--- Document segment ---

When his parents rejected him, a former teacher stepped in to help
Coming out to family and friends has to be one of the most nerve-wracking conversations to have — especially when a person is pretty certain they won’t be accepted by their loved ones. That’s what happened when a high school valedictorian’s Southern Baptist parents banished him for coming out. After that, his college hopes seemed impossible — until some pretty awesome people stepped up to help him out.
Seth Owen, a student who identifies as gay, recently graduated from high school in Jacksonville, Florida, with a 4.16 GPA, NBC News reports. He’d hoped to attend Georgetown University in the fall but couldn’t come up with the tuition himself and couldn’t count on his parents to help out.
That’s when Jane Martin, Owen’s former biology teacher, created a GoFundMe page to raise his enrollment fee on her student’s behalf.
“Earlier this year (after a year of attempted conversion therapy), Seth’s parents gave him an ultimatum,” Martin wrote. “He would either continue to attend the church that outwardly attacked him and his sexual orientation or he would need to leave home. For his own well-being and safety, Seth chose the latter.”
“The worst part was I was packing my bags, and I was walking out the door, and I was hoping that my mom would stand in my way,” Owen says. “I was hoping that she would say, ‘I love my child more than I love my religion.’”

--- Recorded information ---

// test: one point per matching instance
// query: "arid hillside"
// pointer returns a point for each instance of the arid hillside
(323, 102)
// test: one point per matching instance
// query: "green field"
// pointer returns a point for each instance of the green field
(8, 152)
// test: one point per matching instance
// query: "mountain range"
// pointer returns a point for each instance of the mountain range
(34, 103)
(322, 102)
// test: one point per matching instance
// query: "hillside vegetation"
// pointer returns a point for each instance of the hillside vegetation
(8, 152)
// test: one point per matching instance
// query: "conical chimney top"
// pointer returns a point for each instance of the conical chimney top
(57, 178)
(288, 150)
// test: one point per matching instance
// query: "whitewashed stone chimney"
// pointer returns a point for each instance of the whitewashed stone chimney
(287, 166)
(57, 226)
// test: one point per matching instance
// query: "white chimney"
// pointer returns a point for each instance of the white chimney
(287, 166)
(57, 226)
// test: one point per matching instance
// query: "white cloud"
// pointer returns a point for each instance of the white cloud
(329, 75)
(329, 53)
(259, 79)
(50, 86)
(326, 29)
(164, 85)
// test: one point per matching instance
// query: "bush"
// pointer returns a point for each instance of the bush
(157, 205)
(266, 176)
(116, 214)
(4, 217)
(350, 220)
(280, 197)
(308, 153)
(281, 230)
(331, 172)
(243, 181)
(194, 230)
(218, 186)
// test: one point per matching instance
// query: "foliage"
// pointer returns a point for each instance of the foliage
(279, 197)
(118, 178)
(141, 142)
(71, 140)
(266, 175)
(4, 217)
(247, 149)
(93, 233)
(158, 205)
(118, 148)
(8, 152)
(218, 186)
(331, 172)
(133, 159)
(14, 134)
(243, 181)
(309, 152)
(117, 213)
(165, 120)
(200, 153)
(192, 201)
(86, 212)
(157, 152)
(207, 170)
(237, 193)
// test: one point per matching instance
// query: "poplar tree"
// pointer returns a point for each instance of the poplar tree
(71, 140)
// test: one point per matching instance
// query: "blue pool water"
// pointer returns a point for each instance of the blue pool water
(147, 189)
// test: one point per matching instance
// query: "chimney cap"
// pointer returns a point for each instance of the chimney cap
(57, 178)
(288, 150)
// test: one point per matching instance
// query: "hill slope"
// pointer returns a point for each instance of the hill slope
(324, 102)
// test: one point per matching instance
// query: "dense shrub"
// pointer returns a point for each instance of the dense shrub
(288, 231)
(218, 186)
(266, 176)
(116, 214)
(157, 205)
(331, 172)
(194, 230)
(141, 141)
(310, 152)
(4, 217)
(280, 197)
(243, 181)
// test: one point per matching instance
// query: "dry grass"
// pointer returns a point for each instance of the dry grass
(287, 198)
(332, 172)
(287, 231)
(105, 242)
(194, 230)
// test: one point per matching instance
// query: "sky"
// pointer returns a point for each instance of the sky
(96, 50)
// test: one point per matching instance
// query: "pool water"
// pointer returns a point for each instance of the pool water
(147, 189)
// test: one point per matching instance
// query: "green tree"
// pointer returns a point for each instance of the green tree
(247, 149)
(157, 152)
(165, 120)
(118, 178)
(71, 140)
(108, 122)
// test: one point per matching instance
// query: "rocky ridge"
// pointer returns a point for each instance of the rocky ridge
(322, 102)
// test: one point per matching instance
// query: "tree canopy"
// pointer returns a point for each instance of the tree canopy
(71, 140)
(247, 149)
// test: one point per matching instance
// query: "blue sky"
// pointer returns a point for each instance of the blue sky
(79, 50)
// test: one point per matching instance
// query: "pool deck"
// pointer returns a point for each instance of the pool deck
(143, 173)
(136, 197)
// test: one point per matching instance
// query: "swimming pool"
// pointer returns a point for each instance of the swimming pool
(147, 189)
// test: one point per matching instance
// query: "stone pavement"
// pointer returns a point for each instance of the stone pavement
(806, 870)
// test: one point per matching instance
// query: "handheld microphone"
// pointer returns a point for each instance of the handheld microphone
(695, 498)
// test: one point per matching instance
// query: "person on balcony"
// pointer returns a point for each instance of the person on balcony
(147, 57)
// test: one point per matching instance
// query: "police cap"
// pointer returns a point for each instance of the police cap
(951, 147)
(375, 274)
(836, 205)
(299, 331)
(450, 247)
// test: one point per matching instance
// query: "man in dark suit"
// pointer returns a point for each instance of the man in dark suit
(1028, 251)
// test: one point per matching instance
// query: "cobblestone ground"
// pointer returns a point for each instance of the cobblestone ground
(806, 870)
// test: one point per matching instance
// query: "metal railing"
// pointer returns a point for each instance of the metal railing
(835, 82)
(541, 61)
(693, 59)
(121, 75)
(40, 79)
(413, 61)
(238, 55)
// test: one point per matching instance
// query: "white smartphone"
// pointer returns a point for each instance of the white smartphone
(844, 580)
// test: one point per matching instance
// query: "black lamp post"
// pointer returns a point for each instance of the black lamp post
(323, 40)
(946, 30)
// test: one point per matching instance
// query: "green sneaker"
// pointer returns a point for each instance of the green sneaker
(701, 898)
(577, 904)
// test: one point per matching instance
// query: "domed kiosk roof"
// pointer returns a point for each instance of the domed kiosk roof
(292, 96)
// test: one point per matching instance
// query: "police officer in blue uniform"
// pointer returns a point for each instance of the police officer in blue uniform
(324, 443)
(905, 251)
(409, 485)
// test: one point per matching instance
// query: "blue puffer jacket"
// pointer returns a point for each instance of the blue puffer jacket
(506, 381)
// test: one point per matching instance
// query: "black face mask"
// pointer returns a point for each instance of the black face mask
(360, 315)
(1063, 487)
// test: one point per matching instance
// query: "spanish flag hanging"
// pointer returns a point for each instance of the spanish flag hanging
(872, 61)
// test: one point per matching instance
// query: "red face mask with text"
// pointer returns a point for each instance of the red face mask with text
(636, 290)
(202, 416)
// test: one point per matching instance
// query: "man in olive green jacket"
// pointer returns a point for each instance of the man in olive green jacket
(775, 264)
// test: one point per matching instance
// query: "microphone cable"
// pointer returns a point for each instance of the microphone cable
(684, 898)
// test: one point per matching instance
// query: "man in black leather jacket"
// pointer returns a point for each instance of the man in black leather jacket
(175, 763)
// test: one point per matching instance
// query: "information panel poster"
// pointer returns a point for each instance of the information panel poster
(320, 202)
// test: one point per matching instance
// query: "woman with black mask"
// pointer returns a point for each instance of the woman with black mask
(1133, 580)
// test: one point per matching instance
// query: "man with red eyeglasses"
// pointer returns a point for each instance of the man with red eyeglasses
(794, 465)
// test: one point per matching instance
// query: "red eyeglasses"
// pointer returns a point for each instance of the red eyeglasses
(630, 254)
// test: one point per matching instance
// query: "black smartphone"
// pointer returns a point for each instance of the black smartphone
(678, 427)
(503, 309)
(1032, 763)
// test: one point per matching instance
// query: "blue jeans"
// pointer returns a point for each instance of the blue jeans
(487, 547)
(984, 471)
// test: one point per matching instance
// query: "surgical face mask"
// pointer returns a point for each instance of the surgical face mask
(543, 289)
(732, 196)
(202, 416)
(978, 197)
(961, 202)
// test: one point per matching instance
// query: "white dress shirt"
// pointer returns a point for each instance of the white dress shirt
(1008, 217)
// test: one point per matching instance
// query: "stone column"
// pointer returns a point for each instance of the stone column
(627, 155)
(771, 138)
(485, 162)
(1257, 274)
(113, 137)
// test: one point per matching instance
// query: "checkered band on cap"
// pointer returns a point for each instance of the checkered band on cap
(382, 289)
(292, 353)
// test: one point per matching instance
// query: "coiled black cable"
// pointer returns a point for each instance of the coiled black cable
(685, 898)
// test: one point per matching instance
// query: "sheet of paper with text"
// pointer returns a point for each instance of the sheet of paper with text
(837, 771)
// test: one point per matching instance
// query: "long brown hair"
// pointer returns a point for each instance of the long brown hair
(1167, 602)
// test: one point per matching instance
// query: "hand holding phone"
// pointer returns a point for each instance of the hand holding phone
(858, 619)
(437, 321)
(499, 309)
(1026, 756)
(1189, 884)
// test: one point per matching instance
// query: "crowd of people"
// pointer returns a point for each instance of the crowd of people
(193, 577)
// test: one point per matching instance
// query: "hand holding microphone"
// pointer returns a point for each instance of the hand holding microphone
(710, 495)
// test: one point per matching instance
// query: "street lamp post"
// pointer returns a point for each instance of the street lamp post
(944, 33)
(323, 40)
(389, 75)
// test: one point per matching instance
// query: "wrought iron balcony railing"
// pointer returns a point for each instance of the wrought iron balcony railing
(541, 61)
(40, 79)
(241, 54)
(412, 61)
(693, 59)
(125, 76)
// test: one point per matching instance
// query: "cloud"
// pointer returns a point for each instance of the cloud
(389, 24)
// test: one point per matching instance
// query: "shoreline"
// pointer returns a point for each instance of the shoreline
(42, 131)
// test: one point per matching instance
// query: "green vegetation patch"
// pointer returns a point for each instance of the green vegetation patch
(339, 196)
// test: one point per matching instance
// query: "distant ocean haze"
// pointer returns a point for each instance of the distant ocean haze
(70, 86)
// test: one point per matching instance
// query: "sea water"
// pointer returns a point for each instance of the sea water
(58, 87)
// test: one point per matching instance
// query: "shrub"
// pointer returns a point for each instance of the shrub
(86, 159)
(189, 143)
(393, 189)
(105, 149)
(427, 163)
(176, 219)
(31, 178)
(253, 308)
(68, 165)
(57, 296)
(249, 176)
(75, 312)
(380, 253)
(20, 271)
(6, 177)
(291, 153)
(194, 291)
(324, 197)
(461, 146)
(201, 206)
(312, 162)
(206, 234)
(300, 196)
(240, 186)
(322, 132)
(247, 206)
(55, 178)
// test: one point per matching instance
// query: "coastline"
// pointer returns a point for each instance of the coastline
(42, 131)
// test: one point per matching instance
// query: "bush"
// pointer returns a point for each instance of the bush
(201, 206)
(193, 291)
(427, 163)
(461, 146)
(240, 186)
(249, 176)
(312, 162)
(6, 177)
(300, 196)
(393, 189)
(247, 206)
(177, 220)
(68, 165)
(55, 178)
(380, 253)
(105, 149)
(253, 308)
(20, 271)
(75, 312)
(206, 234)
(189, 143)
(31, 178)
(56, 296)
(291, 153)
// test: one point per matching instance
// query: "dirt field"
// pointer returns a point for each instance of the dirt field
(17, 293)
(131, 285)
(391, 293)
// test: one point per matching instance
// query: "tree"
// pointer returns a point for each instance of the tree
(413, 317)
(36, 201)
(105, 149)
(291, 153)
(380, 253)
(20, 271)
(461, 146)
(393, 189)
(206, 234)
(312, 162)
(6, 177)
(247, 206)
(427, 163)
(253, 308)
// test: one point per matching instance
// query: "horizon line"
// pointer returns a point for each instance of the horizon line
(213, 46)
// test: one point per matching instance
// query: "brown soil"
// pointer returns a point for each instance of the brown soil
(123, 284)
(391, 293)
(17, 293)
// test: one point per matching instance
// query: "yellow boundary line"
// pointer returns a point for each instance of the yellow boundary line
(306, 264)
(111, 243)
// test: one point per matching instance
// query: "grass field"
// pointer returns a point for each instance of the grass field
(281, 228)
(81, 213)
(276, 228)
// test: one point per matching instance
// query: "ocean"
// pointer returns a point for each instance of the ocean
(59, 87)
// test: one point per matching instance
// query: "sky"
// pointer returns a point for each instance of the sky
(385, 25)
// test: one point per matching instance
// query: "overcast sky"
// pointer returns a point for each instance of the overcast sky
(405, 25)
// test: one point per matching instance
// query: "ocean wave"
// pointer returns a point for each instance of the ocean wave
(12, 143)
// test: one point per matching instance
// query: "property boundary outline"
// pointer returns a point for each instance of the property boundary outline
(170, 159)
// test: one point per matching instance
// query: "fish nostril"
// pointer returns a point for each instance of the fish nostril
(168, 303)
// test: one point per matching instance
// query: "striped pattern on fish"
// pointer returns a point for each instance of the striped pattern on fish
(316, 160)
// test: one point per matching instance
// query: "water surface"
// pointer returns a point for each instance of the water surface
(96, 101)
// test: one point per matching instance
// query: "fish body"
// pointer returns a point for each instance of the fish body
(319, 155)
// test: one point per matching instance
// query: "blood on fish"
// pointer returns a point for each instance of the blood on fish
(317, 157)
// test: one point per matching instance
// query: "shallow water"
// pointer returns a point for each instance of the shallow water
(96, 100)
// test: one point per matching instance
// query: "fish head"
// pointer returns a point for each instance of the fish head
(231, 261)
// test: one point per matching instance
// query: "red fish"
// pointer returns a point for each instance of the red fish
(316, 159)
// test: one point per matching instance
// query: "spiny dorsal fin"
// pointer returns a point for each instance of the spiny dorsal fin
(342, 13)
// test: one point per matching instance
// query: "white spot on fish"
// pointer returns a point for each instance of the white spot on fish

---

Work instruction: Reproduce in full, word for word, the article above about Seth Owen and the former teacher who helped him.

Response:
When his parents rejected him, a former teacher stepped in to help
Coming out to family and friends has to be one of the most nerve-wracking conversations to have — especially when a person is pretty certain they won’t be accepted by their loved ones. That’s what happened when a high school valedictorian’s Southern Baptist parents banished him for coming out. After that, his college hopes seemed impossible — until some pretty awesome people stepped up to help him out.
Seth Owen, a student who identifies as gay, recently graduated from high school in Jacksonville, Florida, with a 4.16 GPA, NBC News reports. He’d hoped to attend Georgetown University in the fall but couldn’t come up with the tuition himself and couldn’t count on his parents to help out.
That’s when Jane Martin, Owen’s former biology teacher, created a GoFundMe page to raise his enrollment fee on her student’s behalf.
“Earlier this year (after a year of attempted conversion therapy), Seth’s parents gave him an ultimatum,” Martin wrote. “He would either continue to attend the church that outwardly attacked him and his sexual orientation or he would need to leave home. For his own well-being and safety, Seth chose the latter.”
“The worst part was I was packing my bags, and I was walking out the door, and I was hoping that my mom would stand in my way,” Owen says. “I was hoping that she would say, ‘I love my child more than I love my religion.’”